Problem requirements:
In full and without alteration, output each record given here.

........

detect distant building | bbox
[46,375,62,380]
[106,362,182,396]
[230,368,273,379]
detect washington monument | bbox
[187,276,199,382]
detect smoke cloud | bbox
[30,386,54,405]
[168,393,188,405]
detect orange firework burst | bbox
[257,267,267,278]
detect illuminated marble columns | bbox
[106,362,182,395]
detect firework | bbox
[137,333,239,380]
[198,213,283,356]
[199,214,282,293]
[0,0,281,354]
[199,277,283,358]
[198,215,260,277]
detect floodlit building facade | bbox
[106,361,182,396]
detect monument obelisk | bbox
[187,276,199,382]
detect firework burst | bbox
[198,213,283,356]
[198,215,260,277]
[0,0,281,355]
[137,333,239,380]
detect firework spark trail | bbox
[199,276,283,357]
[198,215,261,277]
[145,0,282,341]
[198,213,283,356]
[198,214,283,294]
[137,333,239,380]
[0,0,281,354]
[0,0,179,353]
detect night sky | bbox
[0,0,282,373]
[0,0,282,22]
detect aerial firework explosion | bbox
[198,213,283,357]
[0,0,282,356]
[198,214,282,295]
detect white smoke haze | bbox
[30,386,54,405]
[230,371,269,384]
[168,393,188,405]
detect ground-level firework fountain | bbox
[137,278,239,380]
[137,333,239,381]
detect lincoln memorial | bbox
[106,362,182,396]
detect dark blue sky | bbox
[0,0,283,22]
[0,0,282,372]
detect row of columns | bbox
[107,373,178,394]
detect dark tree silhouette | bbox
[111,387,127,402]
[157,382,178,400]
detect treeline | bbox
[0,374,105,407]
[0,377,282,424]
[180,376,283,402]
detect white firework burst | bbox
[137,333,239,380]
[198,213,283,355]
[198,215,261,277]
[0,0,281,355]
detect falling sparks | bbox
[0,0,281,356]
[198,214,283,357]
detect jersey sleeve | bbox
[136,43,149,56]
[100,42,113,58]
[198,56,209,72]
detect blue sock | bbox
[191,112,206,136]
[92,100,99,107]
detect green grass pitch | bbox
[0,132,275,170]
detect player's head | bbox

........

Response:
detect distant building | bbox
[46,375,62,380]
[106,362,182,396]
[230,368,273,379]
detect washington monument | bbox
[187,276,199,382]
detect smoke cloud | bbox
[30,386,54,405]
[168,393,188,405]
detect orange firework burst | bbox
[257,267,267,278]
detect illuminated marble columns | bbox
[106,362,182,395]
detect firework | bbox
[137,333,239,380]
[198,213,283,356]
[199,214,282,293]
[0,0,281,354]
[199,277,283,358]
[198,215,260,277]
detect floodlit building facade | bbox
[106,361,182,396]
detect monument obelisk | bbox
[187,276,199,382]
detect firework burst | bbox
[198,213,283,356]
[198,215,260,277]
[0,0,281,355]
[137,333,239,380]
detect firework spark trail | bbox
[199,276,283,357]
[198,215,261,277]
[145,0,282,341]
[198,213,283,356]
[198,214,283,294]
[137,333,239,380]
[0,0,281,354]
[0,0,179,353]
detect night sky | bbox
[0,0,282,373]
[0,0,282,22]
detect aerial firework explosion | bbox
[198,213,283,357]
[0,0,282,356]
[198,214,282,295]
detect white smoke haze | bbox
[30,386,54,405]
[230,371,269,384]
[168,393,188,405]
detect ground-level firework fountain | bbox
[137,278,239,380]
[137,333,239,381]
detect lincoln memorial | bbox
[106,362,182,396]
detect dark blue sky | bbox
[0,0,283,22]
[0,0,282,372]
detect row of columns | bbox
[107,373,178,394]
detect dark tree silhouette | bbox
[111,387,127,402]
[157,382,178,400]
detect treeline | bbox
[0,374,105,407]
[0,377,282,424]
[180,376,283,402]
detect white firework burst | bbox
[137,333,239,380]
[198,213,283,355]
[198,215,261,277]
[0,0,281,355]
detect falling sparks | bbox
[0,0,281,356]
[198,214,283,357]
detect jersey sleeve | bbox
[136,43,149,56]
[100,42,113,58]
[198,56,209,72]
detect blue sock | bbox
[191,112,206,136]
[92,100,99,107]
detect green grass pitch | bbox
[0,132,275,170]
detect player's head | bbox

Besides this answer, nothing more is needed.